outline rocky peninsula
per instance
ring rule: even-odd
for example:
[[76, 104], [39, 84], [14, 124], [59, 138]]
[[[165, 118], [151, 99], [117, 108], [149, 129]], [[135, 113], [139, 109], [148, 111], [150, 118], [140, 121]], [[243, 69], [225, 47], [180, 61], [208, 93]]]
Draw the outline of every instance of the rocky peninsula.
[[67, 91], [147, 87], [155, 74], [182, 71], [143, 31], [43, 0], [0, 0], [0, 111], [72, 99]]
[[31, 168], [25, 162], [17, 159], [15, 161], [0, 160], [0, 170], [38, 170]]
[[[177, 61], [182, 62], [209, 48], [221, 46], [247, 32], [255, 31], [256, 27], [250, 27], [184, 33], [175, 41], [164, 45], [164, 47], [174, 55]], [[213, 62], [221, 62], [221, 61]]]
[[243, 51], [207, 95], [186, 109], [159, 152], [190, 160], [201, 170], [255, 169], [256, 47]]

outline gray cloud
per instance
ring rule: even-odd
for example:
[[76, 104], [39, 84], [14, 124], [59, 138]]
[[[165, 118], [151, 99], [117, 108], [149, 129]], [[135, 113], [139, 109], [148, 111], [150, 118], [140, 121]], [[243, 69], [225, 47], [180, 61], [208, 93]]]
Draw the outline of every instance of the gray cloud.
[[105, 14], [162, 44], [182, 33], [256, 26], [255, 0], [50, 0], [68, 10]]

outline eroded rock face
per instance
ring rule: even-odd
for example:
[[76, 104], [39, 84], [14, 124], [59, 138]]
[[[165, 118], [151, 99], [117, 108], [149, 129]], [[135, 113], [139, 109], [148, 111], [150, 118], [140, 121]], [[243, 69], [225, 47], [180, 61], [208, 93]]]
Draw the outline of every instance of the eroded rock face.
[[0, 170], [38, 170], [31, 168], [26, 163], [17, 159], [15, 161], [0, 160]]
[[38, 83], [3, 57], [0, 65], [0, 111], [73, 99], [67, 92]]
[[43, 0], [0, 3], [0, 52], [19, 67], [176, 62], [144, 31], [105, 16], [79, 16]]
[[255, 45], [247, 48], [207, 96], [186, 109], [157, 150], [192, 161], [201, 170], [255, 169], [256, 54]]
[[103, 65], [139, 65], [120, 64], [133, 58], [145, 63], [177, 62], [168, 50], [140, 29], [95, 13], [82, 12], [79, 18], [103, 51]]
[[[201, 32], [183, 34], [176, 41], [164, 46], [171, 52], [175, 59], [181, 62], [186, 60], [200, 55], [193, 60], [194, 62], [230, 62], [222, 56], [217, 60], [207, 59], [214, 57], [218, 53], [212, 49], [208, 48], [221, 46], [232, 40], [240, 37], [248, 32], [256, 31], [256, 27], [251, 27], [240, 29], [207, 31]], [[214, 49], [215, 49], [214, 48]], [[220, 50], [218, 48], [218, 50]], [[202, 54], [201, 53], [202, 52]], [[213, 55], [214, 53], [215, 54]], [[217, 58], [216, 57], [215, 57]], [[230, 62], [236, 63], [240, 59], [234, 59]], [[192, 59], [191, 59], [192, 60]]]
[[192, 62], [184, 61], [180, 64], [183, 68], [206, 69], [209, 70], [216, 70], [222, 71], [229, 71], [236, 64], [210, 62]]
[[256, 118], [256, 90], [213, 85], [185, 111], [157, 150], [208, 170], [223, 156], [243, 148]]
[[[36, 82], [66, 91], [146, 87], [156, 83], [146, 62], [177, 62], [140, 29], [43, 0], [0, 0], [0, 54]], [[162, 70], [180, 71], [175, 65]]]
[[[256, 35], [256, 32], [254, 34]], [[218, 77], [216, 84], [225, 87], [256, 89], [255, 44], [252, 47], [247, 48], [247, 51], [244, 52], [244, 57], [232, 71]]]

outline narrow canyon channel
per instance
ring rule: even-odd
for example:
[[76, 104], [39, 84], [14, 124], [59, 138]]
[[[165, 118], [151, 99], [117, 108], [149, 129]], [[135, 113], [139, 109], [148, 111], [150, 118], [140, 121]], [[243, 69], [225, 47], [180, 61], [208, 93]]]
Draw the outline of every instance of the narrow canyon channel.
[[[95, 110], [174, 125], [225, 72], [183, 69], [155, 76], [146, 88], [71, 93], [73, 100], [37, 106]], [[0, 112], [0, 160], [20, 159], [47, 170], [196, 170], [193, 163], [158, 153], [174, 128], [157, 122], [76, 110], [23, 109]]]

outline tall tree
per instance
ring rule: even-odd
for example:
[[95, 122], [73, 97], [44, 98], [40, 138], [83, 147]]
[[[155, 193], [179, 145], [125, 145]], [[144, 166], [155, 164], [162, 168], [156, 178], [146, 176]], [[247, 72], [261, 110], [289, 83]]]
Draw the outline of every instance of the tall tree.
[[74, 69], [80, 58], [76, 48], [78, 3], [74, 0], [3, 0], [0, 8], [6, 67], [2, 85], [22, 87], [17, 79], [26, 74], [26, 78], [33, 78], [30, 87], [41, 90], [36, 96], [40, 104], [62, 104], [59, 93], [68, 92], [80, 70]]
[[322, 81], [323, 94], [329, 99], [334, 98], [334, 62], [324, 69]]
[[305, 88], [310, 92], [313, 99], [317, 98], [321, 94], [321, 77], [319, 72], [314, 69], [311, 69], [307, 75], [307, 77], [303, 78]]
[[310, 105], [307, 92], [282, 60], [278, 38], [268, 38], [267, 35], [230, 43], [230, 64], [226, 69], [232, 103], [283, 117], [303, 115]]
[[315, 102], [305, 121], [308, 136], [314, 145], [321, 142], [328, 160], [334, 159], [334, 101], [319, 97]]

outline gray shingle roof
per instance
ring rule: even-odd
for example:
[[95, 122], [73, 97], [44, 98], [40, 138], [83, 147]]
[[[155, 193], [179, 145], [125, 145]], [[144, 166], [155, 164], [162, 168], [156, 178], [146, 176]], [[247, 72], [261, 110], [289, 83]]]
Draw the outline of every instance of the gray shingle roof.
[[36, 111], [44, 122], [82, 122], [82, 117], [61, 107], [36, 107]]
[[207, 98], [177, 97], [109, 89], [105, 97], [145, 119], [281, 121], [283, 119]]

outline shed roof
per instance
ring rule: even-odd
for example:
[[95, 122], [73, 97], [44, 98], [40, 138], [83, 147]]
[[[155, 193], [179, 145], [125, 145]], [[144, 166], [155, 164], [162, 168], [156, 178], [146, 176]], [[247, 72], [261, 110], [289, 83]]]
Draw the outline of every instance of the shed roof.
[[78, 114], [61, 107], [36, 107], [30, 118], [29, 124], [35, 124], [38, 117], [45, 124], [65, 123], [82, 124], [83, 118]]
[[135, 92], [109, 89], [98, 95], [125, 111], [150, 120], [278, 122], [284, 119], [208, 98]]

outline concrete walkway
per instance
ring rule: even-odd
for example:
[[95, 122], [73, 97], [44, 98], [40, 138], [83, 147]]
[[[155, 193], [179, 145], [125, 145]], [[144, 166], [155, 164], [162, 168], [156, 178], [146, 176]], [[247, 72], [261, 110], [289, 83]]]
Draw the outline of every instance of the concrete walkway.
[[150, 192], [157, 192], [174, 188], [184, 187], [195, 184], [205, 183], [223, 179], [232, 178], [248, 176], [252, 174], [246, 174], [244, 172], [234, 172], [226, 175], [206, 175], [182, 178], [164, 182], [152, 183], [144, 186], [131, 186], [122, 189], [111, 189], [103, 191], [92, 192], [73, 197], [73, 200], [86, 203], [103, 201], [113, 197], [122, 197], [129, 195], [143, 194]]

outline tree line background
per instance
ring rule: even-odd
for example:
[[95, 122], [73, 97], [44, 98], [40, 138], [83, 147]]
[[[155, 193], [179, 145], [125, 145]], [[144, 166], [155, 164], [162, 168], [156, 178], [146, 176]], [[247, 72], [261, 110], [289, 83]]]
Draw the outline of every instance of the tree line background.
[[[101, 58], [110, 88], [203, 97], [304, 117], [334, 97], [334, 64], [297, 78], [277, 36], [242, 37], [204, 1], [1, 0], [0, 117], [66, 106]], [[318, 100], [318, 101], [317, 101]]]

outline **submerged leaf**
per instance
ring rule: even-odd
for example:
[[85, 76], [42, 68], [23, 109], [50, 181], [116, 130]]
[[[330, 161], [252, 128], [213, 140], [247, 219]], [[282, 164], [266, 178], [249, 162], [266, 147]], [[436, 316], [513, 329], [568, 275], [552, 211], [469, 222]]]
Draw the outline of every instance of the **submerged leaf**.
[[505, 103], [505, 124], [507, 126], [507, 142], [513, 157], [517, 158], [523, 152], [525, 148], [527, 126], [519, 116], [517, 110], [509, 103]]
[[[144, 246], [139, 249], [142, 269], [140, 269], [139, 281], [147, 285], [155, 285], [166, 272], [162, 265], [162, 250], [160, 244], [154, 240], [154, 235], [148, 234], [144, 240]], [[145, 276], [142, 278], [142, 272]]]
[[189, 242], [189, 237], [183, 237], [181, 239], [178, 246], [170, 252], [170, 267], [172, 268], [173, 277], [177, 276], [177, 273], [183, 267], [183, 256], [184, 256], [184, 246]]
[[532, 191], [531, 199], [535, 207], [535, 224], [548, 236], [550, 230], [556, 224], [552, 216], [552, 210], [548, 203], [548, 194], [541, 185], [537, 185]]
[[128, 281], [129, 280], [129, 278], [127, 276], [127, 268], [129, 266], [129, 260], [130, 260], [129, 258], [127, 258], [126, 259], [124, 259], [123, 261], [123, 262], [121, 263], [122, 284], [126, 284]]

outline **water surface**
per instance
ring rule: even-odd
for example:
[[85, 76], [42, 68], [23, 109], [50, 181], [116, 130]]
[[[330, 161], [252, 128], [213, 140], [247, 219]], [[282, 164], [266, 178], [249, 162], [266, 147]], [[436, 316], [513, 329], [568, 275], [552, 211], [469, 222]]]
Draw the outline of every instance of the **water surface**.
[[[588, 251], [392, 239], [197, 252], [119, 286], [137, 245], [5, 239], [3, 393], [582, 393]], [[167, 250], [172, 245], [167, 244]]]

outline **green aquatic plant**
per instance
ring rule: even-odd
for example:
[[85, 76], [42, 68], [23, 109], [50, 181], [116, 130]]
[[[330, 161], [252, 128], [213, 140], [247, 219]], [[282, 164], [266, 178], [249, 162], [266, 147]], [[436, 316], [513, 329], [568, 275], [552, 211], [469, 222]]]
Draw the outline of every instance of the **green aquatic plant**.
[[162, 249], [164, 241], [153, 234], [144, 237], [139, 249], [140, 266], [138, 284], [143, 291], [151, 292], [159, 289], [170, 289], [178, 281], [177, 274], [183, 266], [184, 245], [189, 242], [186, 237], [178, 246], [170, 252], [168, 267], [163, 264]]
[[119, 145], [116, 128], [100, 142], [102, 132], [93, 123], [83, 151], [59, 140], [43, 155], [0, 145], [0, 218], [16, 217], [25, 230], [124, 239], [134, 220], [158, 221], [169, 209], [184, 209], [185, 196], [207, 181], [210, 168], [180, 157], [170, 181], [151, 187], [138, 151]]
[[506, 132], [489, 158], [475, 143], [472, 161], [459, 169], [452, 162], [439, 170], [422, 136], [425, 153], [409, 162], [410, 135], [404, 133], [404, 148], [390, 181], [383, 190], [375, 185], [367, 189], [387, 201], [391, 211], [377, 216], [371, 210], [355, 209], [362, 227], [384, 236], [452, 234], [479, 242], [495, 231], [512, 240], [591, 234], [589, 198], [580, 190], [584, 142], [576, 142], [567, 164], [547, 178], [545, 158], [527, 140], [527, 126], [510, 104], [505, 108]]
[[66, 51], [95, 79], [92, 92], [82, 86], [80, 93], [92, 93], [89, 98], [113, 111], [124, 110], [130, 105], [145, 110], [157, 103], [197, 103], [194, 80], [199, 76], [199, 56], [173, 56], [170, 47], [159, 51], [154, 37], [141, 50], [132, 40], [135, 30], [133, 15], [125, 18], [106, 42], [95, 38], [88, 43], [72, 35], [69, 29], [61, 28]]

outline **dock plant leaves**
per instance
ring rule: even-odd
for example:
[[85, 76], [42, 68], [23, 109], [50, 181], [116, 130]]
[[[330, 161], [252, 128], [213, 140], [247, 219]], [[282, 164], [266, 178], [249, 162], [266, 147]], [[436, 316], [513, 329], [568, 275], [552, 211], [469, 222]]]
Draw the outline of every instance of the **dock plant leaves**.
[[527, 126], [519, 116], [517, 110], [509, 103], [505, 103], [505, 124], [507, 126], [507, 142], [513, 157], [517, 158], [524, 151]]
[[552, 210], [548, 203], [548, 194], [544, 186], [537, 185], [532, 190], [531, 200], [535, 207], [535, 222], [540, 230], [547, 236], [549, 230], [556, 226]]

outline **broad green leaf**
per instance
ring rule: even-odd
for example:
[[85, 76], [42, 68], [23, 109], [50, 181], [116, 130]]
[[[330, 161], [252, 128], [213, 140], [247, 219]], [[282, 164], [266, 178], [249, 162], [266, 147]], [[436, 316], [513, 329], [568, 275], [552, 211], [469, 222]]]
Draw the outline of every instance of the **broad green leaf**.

Stated problem: Reproduce the data above word for word, from its first line through the line containing "0], [68, 10]]", with both of those lines included.

Reply to the exercise:
outline rocky peninsula
per instance
ring rule: even-odd
for example:
[[76, 104], [39, 84], [14, 124], [59, 138]]
[[[165, 118], [151, 99], [117, 108], [149, 129]], [[135, 113], [139, 109], [148, 111], [150, 118], [140, 121]], [[243, 69], [225, 47], [180, 61], [208, 93]]]
Draw the outline of every instance of the rocky peninsula.
[[67, 91], [147, 87], [155, 74], [182, 71], [143, 31], [43, 0], [0, 0], [0, 111], [72, 99]]
[[31, 168], [25, 162], [17, 159], [15, 161], [0, 160], [0, 170], [38, 170]]
[[[177, 61], [182, 62], [209, 48], [221, 46], [247, 32], [255, 31], [256, 27], [250, 27], [184, 33], [175, 41], [164, 45], [164, 47], [174, 55]], [[213, 62], [221, 62], [221, 61]]]
[[243, 51], [207, 95], [186, 109], [159, 152], [190, 160], [201, 170], [255, 169], [256, 47]]

outline gray cloud
per instance
ring rule: even-odd
for example:
[[76, 104], [39, 84], [14, 124], [59, 138]]
[[[165, 118], [151, 99], [117, 108], [149, 129]], [[135, 113], [139, 109], [148, 111], [150, 118], [140, 121]], [[243, 69], [225, 47], [180, 61], [208, 93]]]
Draw the outline of every instance of the gray cloud.
[[105, 14], [162, 44], [182, 33], [256, 26], [255, 0], [50, 0], [68, 10]]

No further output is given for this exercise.